:: Problem description ::
Rewrite the lines from the one containing "--target seated woman" to the one containing "144L103 136L106 133L112", putting "sitting woman" in place of "seated woman" and changing nothing else.
─── Supplied records
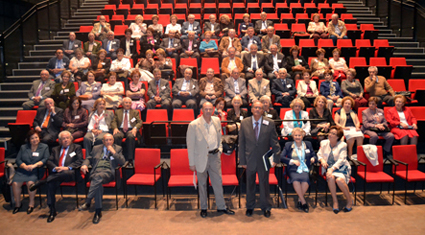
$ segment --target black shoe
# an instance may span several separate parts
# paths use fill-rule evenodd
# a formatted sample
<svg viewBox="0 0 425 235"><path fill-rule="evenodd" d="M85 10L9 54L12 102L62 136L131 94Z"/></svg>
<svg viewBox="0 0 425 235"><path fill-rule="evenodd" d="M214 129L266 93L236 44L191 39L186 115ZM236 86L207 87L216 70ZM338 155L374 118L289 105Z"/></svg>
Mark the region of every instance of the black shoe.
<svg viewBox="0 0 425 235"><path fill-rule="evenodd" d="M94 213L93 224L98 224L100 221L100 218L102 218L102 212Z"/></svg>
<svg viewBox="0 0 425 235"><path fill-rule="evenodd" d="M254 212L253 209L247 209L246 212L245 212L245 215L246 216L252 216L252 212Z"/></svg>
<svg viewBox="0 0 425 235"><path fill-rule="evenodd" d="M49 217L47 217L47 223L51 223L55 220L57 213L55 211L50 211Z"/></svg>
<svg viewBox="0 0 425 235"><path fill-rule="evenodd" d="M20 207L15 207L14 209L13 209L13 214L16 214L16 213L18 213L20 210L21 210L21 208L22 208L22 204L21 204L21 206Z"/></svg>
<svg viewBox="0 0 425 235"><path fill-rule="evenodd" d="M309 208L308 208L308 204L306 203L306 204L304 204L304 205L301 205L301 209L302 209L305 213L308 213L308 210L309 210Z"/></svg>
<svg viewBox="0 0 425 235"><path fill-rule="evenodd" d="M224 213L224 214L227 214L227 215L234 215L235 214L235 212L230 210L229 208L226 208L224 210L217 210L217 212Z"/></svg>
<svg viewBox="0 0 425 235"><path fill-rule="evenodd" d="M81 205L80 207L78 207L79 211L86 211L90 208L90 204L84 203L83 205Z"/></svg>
──────
─── Supplied records
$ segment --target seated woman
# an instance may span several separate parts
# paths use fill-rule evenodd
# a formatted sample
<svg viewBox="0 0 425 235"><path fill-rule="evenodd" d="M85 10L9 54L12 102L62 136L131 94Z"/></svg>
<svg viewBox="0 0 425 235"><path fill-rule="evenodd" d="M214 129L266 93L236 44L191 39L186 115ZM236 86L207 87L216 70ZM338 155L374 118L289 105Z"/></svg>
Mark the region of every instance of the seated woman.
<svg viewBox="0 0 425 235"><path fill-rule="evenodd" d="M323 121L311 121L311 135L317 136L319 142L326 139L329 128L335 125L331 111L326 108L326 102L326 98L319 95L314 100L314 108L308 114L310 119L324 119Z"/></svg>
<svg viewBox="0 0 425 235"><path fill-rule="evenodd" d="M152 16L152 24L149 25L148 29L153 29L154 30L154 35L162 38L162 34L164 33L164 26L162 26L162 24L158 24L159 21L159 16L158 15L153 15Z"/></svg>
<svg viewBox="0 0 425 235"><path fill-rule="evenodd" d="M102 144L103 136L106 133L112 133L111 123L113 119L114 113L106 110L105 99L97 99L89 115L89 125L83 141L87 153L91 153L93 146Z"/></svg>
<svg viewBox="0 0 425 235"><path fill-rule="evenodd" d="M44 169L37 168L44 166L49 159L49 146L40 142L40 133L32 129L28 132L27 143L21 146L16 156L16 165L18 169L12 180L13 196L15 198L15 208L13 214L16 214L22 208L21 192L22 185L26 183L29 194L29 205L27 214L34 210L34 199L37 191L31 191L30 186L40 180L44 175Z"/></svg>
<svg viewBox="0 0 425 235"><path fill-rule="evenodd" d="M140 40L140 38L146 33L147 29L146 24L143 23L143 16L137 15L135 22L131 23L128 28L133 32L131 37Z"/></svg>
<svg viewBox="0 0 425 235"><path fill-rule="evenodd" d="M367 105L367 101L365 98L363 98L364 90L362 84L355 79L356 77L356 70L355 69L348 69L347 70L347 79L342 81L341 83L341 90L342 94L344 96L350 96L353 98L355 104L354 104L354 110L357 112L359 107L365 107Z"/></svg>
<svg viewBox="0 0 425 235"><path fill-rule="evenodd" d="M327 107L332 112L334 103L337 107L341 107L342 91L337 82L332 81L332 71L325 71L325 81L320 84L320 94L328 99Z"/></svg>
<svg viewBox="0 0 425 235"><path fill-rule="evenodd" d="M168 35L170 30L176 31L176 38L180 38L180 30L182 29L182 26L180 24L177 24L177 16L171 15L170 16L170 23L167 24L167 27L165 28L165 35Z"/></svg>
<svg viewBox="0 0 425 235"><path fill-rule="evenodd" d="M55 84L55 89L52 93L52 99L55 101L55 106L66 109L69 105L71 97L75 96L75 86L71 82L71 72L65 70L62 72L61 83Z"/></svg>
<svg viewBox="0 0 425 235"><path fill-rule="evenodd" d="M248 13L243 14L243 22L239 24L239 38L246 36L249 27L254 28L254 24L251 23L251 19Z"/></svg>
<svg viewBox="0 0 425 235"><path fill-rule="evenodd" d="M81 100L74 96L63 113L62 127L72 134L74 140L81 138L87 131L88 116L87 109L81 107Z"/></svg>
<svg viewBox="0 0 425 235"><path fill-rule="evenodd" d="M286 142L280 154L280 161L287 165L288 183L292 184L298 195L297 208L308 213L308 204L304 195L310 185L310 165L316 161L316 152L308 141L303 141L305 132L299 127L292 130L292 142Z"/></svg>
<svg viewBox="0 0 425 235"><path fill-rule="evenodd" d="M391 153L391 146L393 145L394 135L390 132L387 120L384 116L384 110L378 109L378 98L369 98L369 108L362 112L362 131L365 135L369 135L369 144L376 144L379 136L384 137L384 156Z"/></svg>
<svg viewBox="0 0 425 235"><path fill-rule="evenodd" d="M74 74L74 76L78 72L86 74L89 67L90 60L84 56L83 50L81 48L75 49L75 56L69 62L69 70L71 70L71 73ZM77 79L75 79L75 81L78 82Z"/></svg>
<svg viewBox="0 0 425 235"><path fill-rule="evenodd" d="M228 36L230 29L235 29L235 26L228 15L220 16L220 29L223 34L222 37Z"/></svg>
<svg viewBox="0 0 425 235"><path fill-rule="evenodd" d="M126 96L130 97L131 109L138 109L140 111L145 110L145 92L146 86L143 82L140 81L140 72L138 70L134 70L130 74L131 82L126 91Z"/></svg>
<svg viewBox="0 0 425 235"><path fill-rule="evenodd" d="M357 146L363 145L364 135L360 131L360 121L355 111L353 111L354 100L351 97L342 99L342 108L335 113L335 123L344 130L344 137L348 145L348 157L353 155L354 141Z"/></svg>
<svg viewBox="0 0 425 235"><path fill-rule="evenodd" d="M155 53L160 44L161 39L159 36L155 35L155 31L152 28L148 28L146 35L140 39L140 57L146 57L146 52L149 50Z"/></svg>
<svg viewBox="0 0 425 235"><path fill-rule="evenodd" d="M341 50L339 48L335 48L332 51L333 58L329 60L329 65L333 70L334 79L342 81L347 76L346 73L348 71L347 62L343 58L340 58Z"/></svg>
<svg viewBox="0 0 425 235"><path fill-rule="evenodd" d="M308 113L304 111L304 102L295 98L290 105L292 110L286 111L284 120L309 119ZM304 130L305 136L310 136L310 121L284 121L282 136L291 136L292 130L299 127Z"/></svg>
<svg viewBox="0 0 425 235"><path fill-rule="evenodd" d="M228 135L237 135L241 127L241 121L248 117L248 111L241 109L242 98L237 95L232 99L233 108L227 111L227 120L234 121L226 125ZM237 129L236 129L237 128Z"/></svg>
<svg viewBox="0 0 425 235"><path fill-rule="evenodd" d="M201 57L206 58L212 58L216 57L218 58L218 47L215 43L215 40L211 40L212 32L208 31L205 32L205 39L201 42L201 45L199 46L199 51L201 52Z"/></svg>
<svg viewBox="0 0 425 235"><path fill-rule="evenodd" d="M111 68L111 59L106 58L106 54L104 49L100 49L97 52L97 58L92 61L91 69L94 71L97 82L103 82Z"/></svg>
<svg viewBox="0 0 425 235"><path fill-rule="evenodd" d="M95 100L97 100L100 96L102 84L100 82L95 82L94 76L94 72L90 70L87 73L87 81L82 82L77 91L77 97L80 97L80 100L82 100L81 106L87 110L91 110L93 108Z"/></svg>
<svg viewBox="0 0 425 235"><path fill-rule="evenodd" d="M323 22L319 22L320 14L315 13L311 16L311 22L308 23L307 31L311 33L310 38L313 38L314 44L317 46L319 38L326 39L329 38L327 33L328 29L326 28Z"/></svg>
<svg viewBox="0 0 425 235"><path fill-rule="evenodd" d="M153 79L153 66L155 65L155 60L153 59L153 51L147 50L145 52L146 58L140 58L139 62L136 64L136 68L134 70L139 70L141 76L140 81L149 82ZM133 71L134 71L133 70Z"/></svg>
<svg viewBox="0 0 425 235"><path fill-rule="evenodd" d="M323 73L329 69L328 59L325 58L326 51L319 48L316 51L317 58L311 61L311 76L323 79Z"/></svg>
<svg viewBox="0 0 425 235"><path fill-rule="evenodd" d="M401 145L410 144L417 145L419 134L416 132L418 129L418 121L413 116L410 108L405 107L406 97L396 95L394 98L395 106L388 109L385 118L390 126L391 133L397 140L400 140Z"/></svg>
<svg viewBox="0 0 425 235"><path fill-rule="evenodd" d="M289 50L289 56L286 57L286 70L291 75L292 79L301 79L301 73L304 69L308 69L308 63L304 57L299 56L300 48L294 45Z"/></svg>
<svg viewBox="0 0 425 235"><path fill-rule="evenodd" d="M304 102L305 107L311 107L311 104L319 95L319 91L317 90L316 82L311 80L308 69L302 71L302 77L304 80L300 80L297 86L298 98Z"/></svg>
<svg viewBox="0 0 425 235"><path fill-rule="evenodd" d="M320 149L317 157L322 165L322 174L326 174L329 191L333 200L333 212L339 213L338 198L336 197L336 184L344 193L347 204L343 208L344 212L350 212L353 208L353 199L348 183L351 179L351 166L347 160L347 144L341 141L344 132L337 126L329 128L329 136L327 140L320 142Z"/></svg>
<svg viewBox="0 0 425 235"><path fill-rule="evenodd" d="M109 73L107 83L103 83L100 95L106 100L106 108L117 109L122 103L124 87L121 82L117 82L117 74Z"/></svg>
──────
─── Supplied records
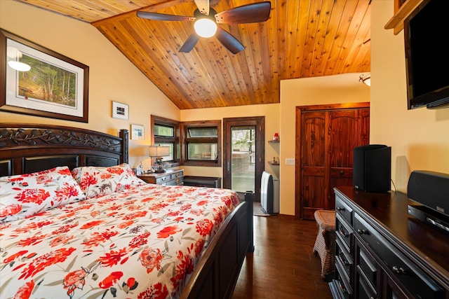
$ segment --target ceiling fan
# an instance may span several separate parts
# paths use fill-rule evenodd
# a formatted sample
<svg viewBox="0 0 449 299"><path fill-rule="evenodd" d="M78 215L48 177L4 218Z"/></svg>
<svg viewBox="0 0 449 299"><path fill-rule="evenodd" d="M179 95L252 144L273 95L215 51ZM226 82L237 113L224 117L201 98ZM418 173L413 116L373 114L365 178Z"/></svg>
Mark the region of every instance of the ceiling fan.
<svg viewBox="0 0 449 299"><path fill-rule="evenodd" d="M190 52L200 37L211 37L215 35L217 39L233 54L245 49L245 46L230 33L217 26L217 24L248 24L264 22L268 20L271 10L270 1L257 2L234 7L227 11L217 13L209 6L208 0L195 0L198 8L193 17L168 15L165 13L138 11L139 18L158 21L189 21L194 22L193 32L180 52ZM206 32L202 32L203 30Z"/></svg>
──────
:: Complete answer ::
$ segment --target sitting woman
# an instance may span several separate parts
# paths use fill-rule evenodd
# a formatted sample
<svg viewBox="0 0 425 235"><path fill-rule="evenodd" d="M85 10L9 54L12 102L62 136L131 94Z"/></svg>
<svg viewBox="0 0 425 235"><path fill-rule="evenodd" d="M214 129L266 93L236 44L191 39L186 115ZM236 86L207 87L216 70ZM338 155L374 118L289 105Z"/></svg>
Mark the region of every instance of the sitting woman.
<svg viewBox="0 0 425 235"><path fill-rule="evenodd" d="M323 121L311 121L311 135L317 136L319 142L326 139L329 128L335 125L331 111L326 108L326 102L326 98L319 95L314 100L314 108L308 114L310 119L324 119Z"/></svg>
<svg viewBox="0 0 425 235"><path fill-rule="evenodd" d="M152 16L152 24L149 25L148 29L153 29L154 30L154 35L162 38L162 34L164 33L164 26L162 26L162 24L158 24L159 21L159 16L158 15L153 15Z"/></svg>
<svg viewBox="0 0 425 235"><path fill-rule="evenodd" d="M102 144L103 136L106 133L112 133L111 123L113 119L114 113L106 110L105 99L97 99L89 115L89 125L83 141L87 153L91 153L93 146Z"/></svg>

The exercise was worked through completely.